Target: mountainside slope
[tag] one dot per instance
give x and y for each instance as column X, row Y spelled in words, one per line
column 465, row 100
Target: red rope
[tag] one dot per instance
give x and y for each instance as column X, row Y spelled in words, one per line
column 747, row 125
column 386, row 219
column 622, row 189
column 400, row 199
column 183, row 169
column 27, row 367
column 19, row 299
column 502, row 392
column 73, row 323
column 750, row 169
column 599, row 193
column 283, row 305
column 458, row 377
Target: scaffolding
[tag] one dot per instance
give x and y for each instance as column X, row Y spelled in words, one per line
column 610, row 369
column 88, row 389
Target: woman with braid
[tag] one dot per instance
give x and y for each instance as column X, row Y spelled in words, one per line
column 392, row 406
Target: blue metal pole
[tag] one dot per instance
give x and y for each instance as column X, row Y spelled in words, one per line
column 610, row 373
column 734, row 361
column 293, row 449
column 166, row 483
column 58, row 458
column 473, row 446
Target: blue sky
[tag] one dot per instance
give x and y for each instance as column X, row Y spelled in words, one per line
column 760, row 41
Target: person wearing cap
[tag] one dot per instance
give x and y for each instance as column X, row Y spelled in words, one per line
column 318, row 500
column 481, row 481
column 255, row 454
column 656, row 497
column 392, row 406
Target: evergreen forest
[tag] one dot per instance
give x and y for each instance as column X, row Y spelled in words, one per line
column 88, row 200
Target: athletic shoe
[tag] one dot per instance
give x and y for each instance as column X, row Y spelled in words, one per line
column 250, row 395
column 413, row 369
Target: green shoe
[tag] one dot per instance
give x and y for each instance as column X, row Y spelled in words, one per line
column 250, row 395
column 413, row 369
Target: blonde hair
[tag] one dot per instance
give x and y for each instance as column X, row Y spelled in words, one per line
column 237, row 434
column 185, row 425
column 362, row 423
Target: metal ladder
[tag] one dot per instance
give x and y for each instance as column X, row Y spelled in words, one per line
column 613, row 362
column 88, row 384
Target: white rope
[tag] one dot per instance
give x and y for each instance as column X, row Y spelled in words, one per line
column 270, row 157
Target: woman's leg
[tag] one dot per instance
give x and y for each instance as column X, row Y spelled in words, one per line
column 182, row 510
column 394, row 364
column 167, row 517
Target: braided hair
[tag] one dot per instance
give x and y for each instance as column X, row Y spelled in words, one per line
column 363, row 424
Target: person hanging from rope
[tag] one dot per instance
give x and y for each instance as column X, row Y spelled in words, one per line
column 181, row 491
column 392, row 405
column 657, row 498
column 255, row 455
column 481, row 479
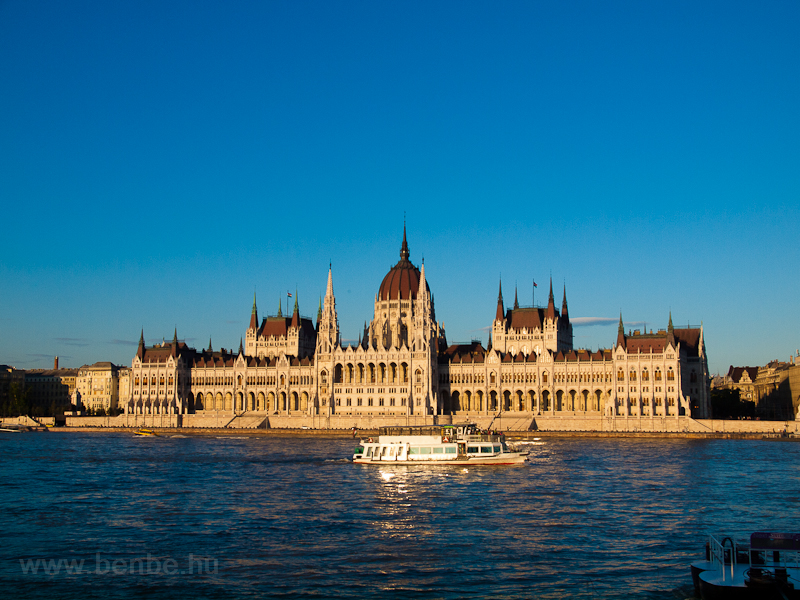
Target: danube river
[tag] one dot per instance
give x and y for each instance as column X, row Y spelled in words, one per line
column 108, row 515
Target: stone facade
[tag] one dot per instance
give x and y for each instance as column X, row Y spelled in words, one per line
column 402, row 367
column 97, row 386
column 51, row 387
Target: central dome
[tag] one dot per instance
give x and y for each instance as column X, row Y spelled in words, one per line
column 402, row 279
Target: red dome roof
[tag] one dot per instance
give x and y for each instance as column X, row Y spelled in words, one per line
column 403, row 278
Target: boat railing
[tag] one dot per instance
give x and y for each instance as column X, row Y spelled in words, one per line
column 483, row 438
column 723, row 554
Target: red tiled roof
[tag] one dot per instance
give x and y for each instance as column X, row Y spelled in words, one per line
column 689, row 339
column 529, row 318
column 735, row 373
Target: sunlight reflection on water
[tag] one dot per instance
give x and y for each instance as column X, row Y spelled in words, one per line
column 585, row 518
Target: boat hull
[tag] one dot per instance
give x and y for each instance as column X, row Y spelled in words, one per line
column 512, row 458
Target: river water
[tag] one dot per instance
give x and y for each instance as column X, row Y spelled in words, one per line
column 109, row 515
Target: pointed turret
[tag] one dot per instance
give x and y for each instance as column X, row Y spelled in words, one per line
column 500, row 314
column 254, row 314
column 296, row 313
column 620, row 332
column 404, row 253
column 329, row 288
column 551, row 304
column 670, row 331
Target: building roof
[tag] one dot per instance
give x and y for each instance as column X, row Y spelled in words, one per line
column 402, row 279
column 735, row 373
column 525, row 318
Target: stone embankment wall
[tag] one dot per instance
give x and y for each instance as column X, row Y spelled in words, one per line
column 504, row 422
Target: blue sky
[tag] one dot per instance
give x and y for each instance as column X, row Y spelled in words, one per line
column 161, row 161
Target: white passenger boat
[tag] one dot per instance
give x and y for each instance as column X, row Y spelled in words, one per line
column 767, row 567
column 461, row 444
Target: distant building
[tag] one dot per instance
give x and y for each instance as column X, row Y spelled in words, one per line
column 51, row 388
column 8, row 377
column 402, row 365
column 97, row 386
column 774, row 387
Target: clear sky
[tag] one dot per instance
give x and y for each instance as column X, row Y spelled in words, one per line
column 161, row 161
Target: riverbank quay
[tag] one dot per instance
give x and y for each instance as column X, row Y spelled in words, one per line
column 512, row 424
column 363, row 433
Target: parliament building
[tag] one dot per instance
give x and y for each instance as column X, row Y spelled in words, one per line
column 403, row 366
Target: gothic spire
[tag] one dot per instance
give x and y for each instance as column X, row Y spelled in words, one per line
column 551, row 303
column 329, row 288
column 404, row 248
column 670, row 331
column 140, row 351
column 296, row 313
column 500, row 310
column 254, row 314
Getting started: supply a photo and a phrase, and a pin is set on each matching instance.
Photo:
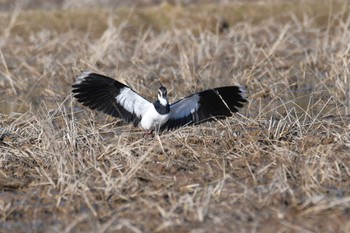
++++++++++
WHAT YOU ARE ASKED TO DO:
Copy all lines in the listing above where the string "white" appears.

REPLY TO THE TASK:
Target: white rope
Target: white passenger boat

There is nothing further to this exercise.